Problem requirements
In the case description, what did the eye examination show when the girl was 4 years old?

Passage provided
**********

G. Sonmez [1], S. Aydinöz [2], H. Mutlu [1], E. Ozturk [1], H. Onur Sildiroglu [1], S. Süleymanoglu [2], A. Tunca Keskin [1]
[1] Department of Radiology, GATA Haydarpasa Teaching Hospital, 81327 Uskudar, Istanbul, Turkey
[2] Department of Pediatrics, GATA Haydarpasa Teaching Hospital, Istanbul, Turkey

Tirés à part : G. Sonmez

Corresponding author.

A 5-year-old girl was admitted to our hospital suffering from seizures and unable to walk. Neurological examination showed hypotonia, reduced spontaneous movements and lack of visual fixation. Her past medical history was also remarkable, as she had not started talking until she was 3 years old. At that age, she had non-febrile seizures and a walking disability. Initial electroencephalography (EEG) and metabolic screening tests were normal at this time. After 1 year, EEG showed bilateral occipital spike waves with abnormal background activity. Hypsarrhythmia developed during the following weeks. Antiepileptic drugs were started. At 4 years of age, bilateral optic-nerve atrophy was seen on eye examination. Serial MRI was carried out in March 2005, April 2006 and March 2007 (Figs. 1–3). Initial MRI showed moderate cerebral and cerebellar atrophy; the second MRI showed marked cerebral and cerebellar atrophy and the final MRI showed major progressive cerebral and cerebellar cortical atrophy.

**********

Listed records
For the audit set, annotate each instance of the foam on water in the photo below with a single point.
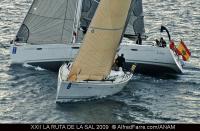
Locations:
(27, 93)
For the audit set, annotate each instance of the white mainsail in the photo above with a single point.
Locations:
(96, 56)
(136, 20)
(48, 22)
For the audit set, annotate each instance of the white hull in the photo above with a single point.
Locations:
(80, 91)
(51, 56)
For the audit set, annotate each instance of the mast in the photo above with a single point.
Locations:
(95, 58)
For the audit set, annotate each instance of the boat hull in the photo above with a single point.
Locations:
(148, 58)
(87, 90)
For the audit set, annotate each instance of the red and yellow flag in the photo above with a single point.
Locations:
(183, 51)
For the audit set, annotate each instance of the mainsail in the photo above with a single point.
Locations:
(135, 22)
(102, 39)
(48, 22)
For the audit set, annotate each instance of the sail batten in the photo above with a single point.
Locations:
(48, 22)
(96, 56)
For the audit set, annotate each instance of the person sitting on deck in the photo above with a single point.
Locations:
(120, 61)
(163, 42)
(139, 40)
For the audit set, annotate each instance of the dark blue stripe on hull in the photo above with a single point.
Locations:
(140, 68)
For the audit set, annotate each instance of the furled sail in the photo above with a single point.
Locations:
(48, 21)
(96, 56)
(88, 10)
(136, 21)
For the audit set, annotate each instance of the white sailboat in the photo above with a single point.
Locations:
(50, 45)
(90, 75)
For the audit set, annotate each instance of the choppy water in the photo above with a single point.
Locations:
(27, 94)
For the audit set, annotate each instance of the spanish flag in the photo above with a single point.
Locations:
(183, 51)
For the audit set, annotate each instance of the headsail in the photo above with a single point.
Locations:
(136, 20)
(48, 21)
(102, 39)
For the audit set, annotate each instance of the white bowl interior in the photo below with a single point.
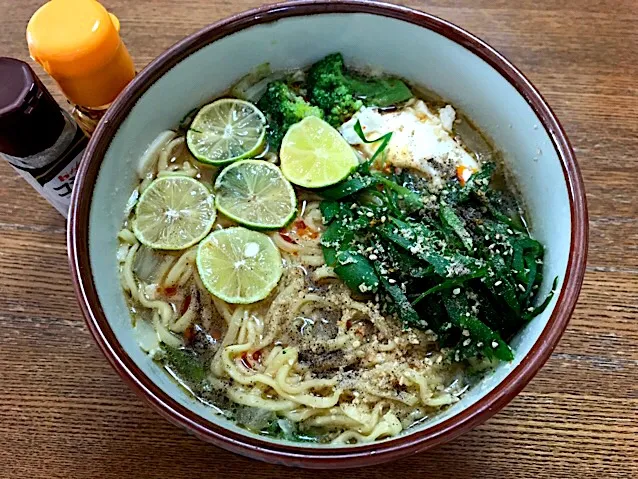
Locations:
(415, 53)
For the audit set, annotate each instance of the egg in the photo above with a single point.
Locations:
(421, 139)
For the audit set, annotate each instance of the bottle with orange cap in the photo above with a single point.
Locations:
(78, 43)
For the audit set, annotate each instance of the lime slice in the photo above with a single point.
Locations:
(225, 131)
(173, 213)
(256, 194)
(313, 154)
(238, 265)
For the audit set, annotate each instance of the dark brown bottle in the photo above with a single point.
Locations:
(40, 140)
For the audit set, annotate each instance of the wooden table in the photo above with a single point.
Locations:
(64, 413)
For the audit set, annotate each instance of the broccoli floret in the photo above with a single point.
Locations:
(283, 108)
(340, 94)
(328, 88)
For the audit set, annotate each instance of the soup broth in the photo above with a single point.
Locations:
(310, 304)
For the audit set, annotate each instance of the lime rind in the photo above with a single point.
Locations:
(238, 265)
(255, 193)
(225, 131)
(315, 155)
(174, 213)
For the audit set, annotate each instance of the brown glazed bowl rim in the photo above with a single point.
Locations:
(329, 457)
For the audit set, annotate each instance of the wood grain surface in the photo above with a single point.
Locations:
(64, 413)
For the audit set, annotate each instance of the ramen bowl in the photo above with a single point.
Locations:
(421, 48)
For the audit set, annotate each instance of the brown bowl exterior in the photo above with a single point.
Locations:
(337, 457)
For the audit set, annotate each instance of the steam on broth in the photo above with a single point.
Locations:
(327, 256)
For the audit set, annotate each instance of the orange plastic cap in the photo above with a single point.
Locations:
(78, 43)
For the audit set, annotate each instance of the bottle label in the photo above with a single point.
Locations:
(55, 181)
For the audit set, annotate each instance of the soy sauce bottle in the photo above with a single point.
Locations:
(40, 140)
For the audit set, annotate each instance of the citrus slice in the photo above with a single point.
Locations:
(225, 131)
(313, 154)
(173, 213)
(255, 193)
(238, 265)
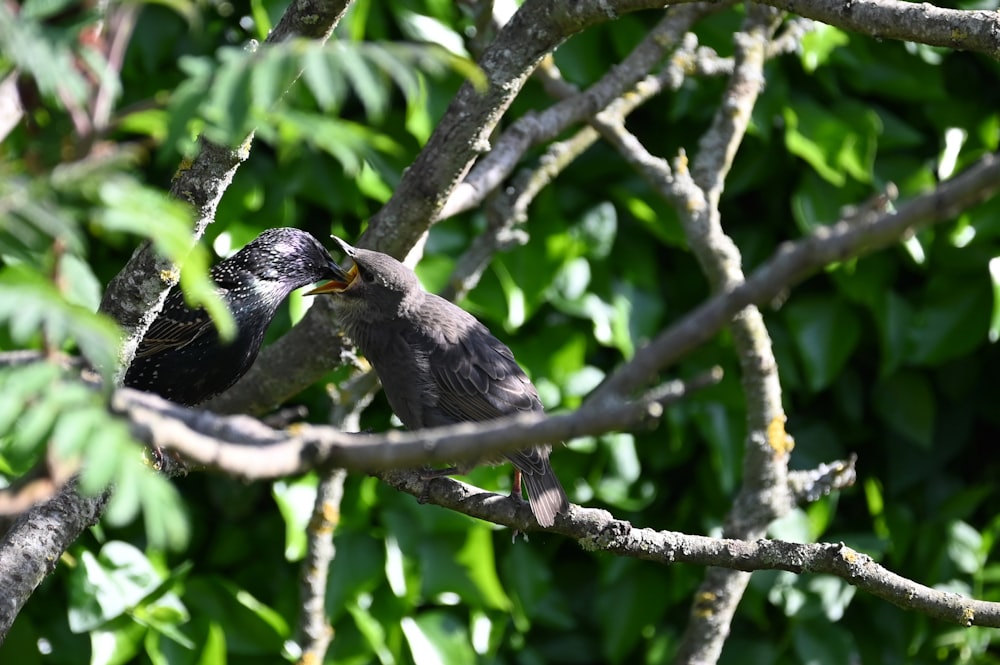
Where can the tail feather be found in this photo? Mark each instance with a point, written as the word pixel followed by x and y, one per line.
pixel 545 495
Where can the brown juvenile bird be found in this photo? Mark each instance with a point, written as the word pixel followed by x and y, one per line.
pixel 439 365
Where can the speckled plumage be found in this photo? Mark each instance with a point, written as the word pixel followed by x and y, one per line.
pixel 181 356
pixel 439 365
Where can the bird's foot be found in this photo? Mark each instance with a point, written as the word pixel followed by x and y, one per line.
pixel 518 499
pixel 166 462
pixel 428 474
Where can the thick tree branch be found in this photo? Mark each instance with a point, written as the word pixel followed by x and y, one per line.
pixel 31 548
pixel 763 494
pixel 794 261
pixel 924 23
pixel 221 442
pixel 598 530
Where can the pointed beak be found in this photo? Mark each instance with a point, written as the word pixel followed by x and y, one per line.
pixel 341 279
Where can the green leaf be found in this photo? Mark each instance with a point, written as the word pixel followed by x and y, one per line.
pixel 633 600
pixel 820 643
pixel 952 320
pixel 995 282
pixel 817 45
pixel 250 627
pixel 837 142
pixel 965 547
pixel 905 401
pixel 103 588
pixel 477 558
pixel 30 305
pixel 825 334
pixel 597 230
pixel 436 637
pixel 296 500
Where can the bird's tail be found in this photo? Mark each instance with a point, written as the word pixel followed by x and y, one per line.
pixel 545 494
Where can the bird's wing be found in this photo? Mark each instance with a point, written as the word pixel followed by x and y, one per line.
pixel 478 379
pixel 175 327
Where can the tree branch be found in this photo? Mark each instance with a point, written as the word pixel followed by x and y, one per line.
pixel 794 261
pixel 221 442
pixel 959 29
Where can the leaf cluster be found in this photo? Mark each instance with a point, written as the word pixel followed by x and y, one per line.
pixel 890 356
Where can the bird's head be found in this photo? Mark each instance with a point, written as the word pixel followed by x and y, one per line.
pixel 289 257
pixel 376 283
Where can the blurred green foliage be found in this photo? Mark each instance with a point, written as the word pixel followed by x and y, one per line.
pixel 889 356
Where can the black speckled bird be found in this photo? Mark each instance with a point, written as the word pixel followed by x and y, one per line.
pixel 439 365
pixel 181 356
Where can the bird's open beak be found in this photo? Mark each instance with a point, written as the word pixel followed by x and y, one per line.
pixel 341 280
pixel 336 285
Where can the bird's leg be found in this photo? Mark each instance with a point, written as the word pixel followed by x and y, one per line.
pixel 515 487
pixel 427 474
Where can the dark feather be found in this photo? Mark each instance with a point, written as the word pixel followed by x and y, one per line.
pixel 439 365
pixel 181 356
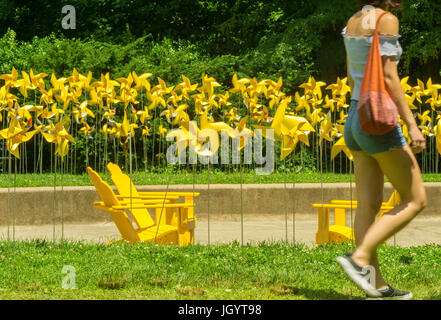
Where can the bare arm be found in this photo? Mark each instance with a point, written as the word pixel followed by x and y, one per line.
pixel 390 25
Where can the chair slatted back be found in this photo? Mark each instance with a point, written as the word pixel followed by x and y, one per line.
pixel 125 187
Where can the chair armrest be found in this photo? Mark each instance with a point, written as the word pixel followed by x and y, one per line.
pixel 157 197
pixel 154 205
pixel 345 206
pixel 171 193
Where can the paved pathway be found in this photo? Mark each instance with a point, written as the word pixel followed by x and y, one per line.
pixel 420 231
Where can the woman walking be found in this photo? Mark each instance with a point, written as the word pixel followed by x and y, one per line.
pixel 379 155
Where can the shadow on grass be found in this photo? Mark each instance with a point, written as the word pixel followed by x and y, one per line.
pixel 329 294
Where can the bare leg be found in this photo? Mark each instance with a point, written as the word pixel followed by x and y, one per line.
pixel 402 170
pixel 369 180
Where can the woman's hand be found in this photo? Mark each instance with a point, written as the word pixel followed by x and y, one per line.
pixel 418 143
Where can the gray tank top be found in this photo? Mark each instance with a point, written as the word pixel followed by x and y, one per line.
pixel 357 50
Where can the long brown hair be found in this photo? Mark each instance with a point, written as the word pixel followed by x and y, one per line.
pixel 393 4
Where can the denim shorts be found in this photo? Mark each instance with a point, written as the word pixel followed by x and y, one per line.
pixel 356 139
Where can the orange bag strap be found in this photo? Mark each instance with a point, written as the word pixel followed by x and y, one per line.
pixel 378 21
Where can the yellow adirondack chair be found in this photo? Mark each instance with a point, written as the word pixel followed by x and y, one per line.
pixel 158 233
pixel 340 232
pixel 127 190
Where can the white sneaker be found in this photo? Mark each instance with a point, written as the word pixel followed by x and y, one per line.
pixel 356 274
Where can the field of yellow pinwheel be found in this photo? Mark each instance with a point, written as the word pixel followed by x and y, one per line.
pixel 39 110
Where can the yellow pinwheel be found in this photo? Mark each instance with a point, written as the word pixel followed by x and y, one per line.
pixel 144 115
pixel 15 134
pixel 339 146
pixel 424 117
pixel 437 133
pixel 161 131
pixel 141 81
pixel 288 130
pixel 313 88
pixel 186 87
pixel 10 79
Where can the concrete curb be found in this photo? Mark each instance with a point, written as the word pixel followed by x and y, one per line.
pixel 35 206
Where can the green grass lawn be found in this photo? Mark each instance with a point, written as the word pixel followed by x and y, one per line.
pixel 183 177
pixel 33 270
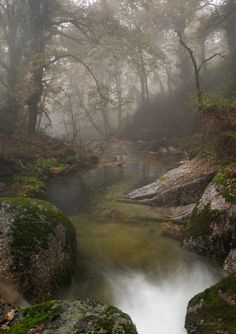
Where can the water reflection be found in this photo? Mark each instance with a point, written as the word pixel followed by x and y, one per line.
pixel 123 257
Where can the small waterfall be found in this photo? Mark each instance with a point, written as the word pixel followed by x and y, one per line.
pixel 159 307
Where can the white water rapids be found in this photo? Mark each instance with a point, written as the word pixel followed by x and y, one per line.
pixel 160 307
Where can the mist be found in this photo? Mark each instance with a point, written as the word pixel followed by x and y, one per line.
pixel 117 150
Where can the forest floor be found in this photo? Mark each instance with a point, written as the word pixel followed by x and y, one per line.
pixel 27 162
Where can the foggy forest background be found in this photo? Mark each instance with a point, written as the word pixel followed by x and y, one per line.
pixel 140 69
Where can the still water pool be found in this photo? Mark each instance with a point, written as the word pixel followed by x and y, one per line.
pixel 123 257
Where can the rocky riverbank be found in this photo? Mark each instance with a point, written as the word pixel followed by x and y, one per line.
pixel 27 162
pixel 55 317
pixel 37 247
pixel 210 231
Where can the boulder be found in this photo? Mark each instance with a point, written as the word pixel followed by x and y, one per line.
pixel 180 186
pixel 214 310
pixel 230 262
pixel 211 229
pixel 37 246
pixel 76 317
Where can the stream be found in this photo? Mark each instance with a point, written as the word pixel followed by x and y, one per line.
pixel 124 258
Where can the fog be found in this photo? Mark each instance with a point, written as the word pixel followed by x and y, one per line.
pixel 117 86
pixel 94 69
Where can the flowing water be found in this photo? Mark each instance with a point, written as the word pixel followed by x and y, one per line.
pixel 124 258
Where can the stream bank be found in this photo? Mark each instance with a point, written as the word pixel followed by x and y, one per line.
pixel 124 255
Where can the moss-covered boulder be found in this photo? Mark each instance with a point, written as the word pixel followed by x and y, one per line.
pixel 37 246
pixel 77 317
pixel 178 187
pixel 211 229
pixel 214 310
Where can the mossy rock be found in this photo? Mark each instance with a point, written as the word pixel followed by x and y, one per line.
pixel 211 229
pixel 38 246
pixel 214 310
pixel 78 317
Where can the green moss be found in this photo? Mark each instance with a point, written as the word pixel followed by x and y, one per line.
pixel 32 185
pixel 33 221
pixel 225 181
pixel 109 319
pixel 215 308
pixel 33 317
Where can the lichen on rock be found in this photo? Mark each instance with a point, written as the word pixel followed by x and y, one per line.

**********

Output below
Bilateral optic-nerve atrophy.